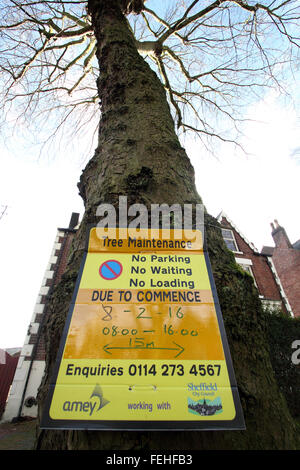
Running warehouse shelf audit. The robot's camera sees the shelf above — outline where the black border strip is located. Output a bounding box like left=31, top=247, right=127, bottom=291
left=40, top=225, right=246, bottom=431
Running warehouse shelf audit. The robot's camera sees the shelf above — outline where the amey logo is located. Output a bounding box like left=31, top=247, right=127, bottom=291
left=63, top=384, right=109, bottom=416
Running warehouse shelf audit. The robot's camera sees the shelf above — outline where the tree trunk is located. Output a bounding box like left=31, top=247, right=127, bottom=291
left=36, top=0, right=297, bottom=450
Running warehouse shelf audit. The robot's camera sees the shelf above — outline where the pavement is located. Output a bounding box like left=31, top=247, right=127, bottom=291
left=0, top=419, right=36, bottom=451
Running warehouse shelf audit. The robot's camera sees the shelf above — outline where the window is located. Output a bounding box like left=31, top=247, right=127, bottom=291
left=222, top=228, right=239, bottom=251
left=235, top=258, right=257, bottom=287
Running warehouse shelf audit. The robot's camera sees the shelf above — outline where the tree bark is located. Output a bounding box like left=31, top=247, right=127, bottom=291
left=36, top=0, right=298, bottom=450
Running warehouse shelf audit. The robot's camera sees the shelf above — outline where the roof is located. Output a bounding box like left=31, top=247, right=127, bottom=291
left=261, top=246, right=274, bottom=256
left=293, top=240, right=300, bottom=250
left=217, top=210, right=259, bottom=253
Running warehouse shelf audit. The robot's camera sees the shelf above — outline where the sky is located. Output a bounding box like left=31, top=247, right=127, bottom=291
left=0, top=87, right=300, bottom=348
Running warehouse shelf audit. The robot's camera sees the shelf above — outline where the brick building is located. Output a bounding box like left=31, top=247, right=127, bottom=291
left=2, top=212, right=300, bottom=421
left=218, top=212, right=292, bottom=316
left=1, top=213, right=79, bottom=422
left=262, top=220, right=300, bottom=317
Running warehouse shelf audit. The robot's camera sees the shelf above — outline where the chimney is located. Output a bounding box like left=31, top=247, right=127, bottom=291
left=69, top=212, right=79, bottom=230
left=271, top=219, right=292, bottom=248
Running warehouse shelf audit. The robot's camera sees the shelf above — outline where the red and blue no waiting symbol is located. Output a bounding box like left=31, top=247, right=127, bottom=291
left=99, top=259, right=123, bottom=281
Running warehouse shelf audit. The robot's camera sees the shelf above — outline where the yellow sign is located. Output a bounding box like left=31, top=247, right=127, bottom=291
left=41, top=227, right=244, bottom=430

☆ ☆ ☆

### Consigne:
Présentez sous forme de liste JSON de chaînes les lignes des données, une chaîne par ligne et sans les lignes vides, en partant de la ligne qui contient "where the window" et en allant jusqu'à celle qui contient "left=271, top=219, right=292, bottom=248", les deux incluses.

### Résultat:
[
  "Running warehouse shelf audit. The robot's camera sees the shelf above — outline where the window is located. Output a bounding box like left=31, top=247, right=127, bottom=291",
  "left=222, top=228, right=239, bottom=251",
  "left=235, top=258, right=257, bottom=287",
  "Running warehouse shelf audit. The robot's camera sees the shelf above — outline where the tree bark is located. Output a bounding box like left=31, top=247, right=127, bottom=291",
  "left=36, top=0, right=298, bottom=450",
  "Running warehouse shelf audit. The robot's camera sees the shelf above — outline where the roof is located. Output a bounding box like left=31, top=247, right=127, bottom=291",
  "left=261, top=246, right=274, bottom=256",
  "left=293, top=240, right=300, bottom=250",
  "left=217, top=210, right=259, bottom=253",
  "Running warehouse shelf audit. The robot's camera sees the shelf above — outline where the sky is located. Output a bounding box like left=31, top=247, right=127, bottom=291",
  "left=0, top=87, right=300, bottom=348",
  "Running warehouse shelf audit. The robot's camera sees the shelf above — outline where the brick building is located. Output a bounding box like left=31, top=247, right=127, bottom=291",
  "left=2, top=212, right=300, bottom=421",
  "left=218, top=212, right=292, bottom=316",
  "left=1, top=213, right=79, bottom=422",
  "left=262, top=220, right=300, bottom=317",
  "Running warehouse shelf audit. The robot's camera sees the shelf above — outline where the chimney is located. Output a bounding box like left=31, top=247, right=127, bottom=291",
  "left=69, top=212, right=79, bottom=230",
  "left=271, top=219, right=292, bottom=248"
]